Copy the stretch from the start of the rows through the line containing "(1011, 775)", requests included, scaling each coordinate in the answers by 0.95 and rounding to whole numbers with halves going up. Leave the pictures out.

**Material supplied:**

-*-*-

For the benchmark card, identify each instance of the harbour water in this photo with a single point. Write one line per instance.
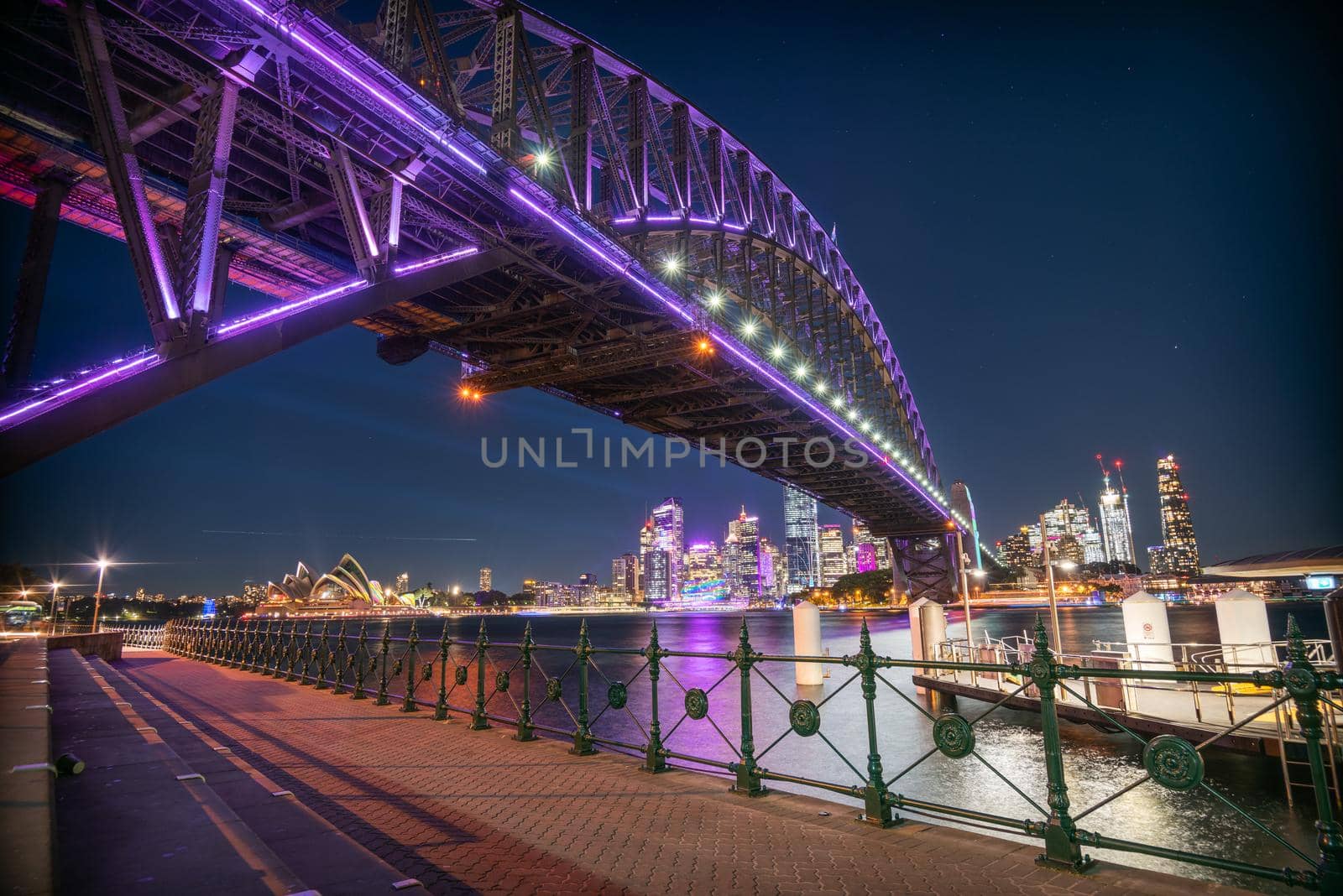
(1011, 775)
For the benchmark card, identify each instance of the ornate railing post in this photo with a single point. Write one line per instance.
(342, 663)
(358, 660)
(245, 659)
(306, 655)
(653, 758)
(413, 671)
(876, 806)
(235, 644)
(326, 649)
(524, 718)
(383, 651)
(443, 649)
(582, 734)
(1303, 681)
(749, 774)
(1061, 848)
(281, 649)
(478, 718)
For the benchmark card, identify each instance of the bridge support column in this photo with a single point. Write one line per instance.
(33, 279)
(206, 206)
(112, 137)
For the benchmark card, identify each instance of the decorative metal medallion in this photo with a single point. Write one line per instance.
(1299, 681)
(805, 718)
(954, 735)
(1173, 762)
(696, 703)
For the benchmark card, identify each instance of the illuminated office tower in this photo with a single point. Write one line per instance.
(745, 534)
(1178, 555)
(704, 575)
(1116, 529)
(833, 561)
(863, 535)
(669, 535)
(799, 538)
(770, 561)
(657, 581)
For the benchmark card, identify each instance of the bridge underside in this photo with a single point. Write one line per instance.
(167, 125)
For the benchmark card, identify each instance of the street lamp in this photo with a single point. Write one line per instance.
(97, 596)
(55, 586)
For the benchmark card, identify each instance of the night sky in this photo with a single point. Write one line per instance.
(1096, 228)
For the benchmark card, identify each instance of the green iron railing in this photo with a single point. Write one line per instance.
(469, 678)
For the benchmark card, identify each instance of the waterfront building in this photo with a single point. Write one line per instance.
(770, 561)
(833, 561)
(880, 548)
(799, 539)
(657, 577)
(745, 533)
(648, 541)
(1116, 529)
(704, 575)
(1178, 555)
(669, 537)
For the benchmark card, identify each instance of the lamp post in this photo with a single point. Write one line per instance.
(97, 597)
(55, 588)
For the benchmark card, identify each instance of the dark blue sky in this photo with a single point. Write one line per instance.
(1096, 228)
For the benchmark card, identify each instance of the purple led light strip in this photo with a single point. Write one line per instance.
(149, 360)
(732, 346)
(371, 89)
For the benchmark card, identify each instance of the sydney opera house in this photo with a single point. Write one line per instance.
(346, 591)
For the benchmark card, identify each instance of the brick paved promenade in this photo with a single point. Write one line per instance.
(476, 812)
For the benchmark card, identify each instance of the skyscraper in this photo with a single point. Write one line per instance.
(863, 535)
(799, 538)
(704, 576)
(833, 561)
(745, 533)
(1116, 529)
(1178, 555)
(669, 535)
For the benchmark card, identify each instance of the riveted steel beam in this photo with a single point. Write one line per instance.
(33, 278)
(112, 134)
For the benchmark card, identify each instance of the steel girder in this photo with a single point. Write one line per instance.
(299, 118)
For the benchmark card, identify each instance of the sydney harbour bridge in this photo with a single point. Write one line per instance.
(462, 179)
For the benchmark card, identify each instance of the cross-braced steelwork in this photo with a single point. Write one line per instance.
(617, 698)
(478, 181)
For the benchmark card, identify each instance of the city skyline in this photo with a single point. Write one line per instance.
(1146, 282)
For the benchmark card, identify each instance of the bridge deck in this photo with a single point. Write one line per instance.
(477, 812)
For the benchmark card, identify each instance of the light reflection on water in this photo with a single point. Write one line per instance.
(1096, 763)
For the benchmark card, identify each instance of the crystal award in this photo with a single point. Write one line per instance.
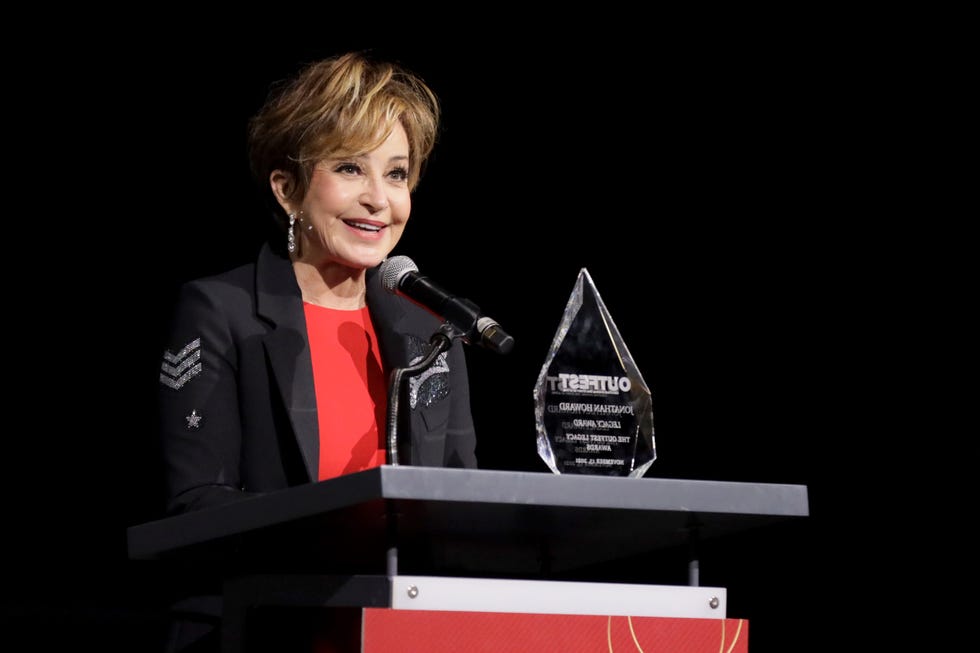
(593, 411)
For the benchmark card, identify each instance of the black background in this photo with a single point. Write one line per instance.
(704, 177)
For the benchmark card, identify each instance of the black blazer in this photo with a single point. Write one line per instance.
(237, 405)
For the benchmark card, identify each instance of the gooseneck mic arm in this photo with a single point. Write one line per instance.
(400, 276)
(441, 341)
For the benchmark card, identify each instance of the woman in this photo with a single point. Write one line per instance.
(275, 373)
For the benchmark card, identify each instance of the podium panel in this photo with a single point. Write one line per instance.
(423, 631)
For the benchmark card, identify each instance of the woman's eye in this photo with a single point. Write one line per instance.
(348, 168)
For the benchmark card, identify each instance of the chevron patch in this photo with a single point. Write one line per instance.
(177, 369)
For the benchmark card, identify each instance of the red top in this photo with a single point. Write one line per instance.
(351, 391)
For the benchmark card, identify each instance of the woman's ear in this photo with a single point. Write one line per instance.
(282, 187)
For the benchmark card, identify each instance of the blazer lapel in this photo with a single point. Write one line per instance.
(278, 300)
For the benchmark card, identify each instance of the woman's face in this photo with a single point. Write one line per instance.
(356, 207)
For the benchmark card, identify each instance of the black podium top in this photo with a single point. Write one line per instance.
(466, 521)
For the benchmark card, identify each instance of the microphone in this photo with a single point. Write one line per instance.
(400, 276)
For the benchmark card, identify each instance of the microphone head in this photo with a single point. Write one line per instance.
(394, 269)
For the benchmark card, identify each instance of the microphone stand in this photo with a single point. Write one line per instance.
(441, 340)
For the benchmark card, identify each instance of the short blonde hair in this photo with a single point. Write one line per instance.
(340, 106)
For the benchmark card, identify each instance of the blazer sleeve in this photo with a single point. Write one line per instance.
(199, 416)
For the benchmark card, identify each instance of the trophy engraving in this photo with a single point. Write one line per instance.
(593, 410)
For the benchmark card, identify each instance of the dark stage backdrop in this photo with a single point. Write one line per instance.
(689, 180)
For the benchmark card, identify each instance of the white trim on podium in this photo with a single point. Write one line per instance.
(557, 597)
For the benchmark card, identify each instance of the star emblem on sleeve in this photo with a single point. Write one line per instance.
(193, 420)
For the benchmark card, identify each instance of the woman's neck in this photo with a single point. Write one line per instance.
(331, 286)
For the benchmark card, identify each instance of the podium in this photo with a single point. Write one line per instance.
(482, 551)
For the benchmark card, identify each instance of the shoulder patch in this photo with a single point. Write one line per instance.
(179, 368)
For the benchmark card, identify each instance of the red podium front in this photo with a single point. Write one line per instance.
(413, 631)
(481, 547)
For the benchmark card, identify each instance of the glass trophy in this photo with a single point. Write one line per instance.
(593, 410)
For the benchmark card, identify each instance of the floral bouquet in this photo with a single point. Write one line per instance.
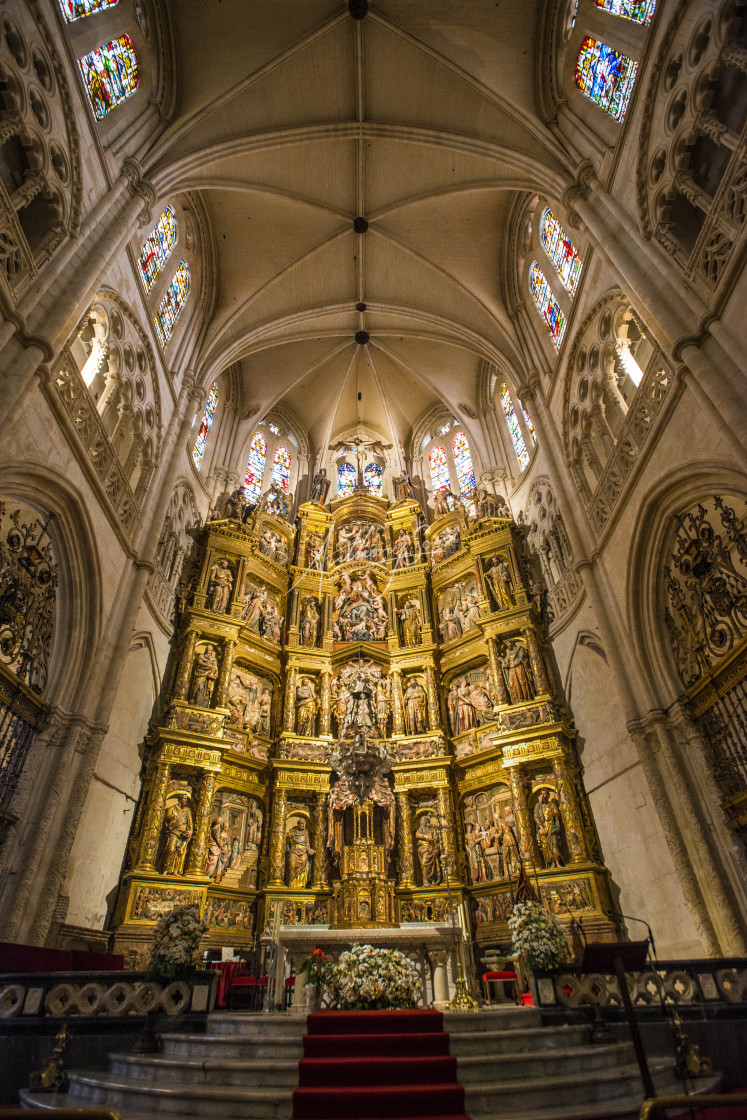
(537, 936)
(373, 979)
(316, 969)
(175, 950)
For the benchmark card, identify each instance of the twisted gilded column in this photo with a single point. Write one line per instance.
(570, 812)
(196, 862)
(278, 840)
(151, 829)
(319, 879)
(405, 868)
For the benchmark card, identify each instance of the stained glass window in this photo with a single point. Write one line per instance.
(198, 449)
(281, 467)
(174, 300)
(76, 9)
(110, 74)
(606, 76)
(439, 468)
(465, 470)
(640, 11)
(547, 304)
(560, 250)
(345, 479)
(258, 454)
(516, 438)
(373, 476)
(157, 246)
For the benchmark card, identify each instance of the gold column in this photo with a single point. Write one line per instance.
(537, 660)
(405, 869)
(319, 879)
(444, 802)
(226, 663)
(398, 715)
(183, 675)
(496, 672)
(325, 711)
(289, 715)
(433, 710)
(278, 840)
(569, 811)
(195, 865)
(151, 830)
(521, 813)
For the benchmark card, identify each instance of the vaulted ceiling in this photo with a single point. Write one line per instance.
(296, 119)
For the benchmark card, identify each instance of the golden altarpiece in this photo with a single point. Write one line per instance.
(360, 706)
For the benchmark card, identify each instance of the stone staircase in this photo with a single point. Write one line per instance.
(245, 1066)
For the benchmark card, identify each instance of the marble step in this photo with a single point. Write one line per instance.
(558, 1063)
(250, 1073)
(520, 1041)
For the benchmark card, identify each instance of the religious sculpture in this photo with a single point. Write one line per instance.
(299, 852)
(306, 707)
(411, 623)
(497, 578)
(429, 855)
(178, 829)
(205, 673)
(319, 486)
(220, 587)
(414, 708)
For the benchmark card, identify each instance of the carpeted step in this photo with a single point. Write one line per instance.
(373, 1023)
(373, 1071)
(416, 1044)
(351, 1103)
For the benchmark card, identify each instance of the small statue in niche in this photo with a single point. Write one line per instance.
(204, 677)
(220, 587)
(310, 621)
(498, 580)
(414, 708)
(409, 614)
(306, 707)
(429, 855)
(519, 673)
(319, 486)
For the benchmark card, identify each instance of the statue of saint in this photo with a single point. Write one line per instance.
(204, 677)
(428, 854)
(319, 486)
(306, 707)
(411, 623)
(414, 708)
(299, 851)
(178, 828)
(220, 587)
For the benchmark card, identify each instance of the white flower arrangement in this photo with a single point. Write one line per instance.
(373, 979)
(537, 936)
(176, 943)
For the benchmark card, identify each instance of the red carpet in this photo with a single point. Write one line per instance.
(377, 1065)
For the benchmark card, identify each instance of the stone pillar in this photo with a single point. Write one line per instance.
(289, 712)
(319, 879)
(325, 711)
(538, 661)
(224, 675)
(433, 708)
(496, 673)
(405, 862)
(398, 714)
(181, 684)
(151, 829)
(196, 862)
(278, 841)
(569, 811)
(525, 837)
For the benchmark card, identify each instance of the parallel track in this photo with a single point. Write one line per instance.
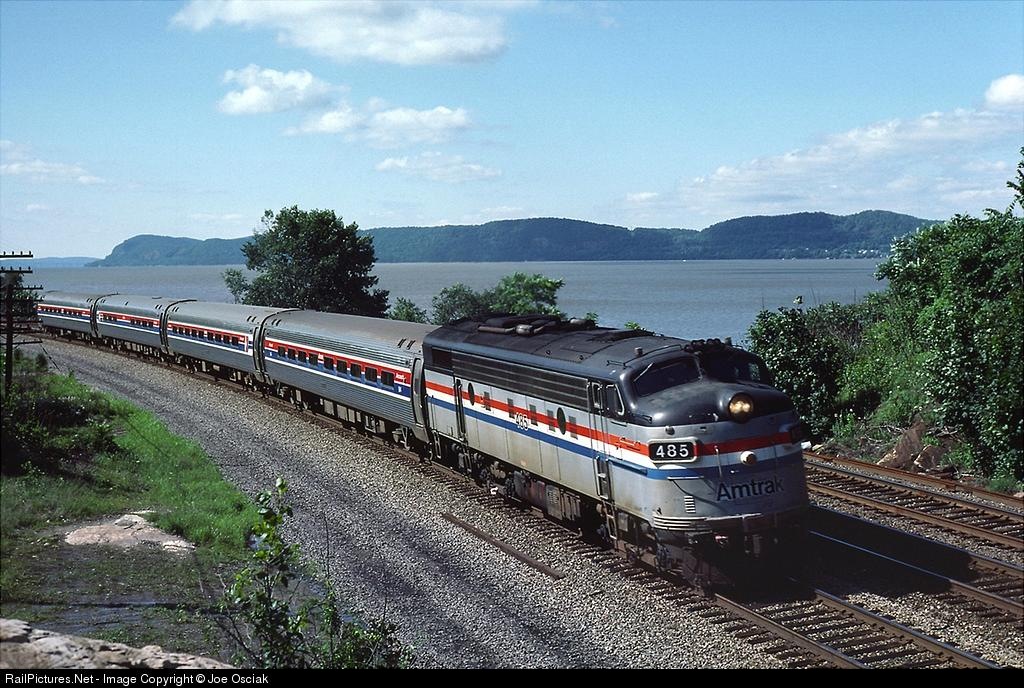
(921, 478)
(817, 632)
(1003, 527)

-*-*-

**Answer to this task:**
For the benchmark card, identify each instance of the harbour water in this photo with a single point. Write one line per instance.
(960, 736)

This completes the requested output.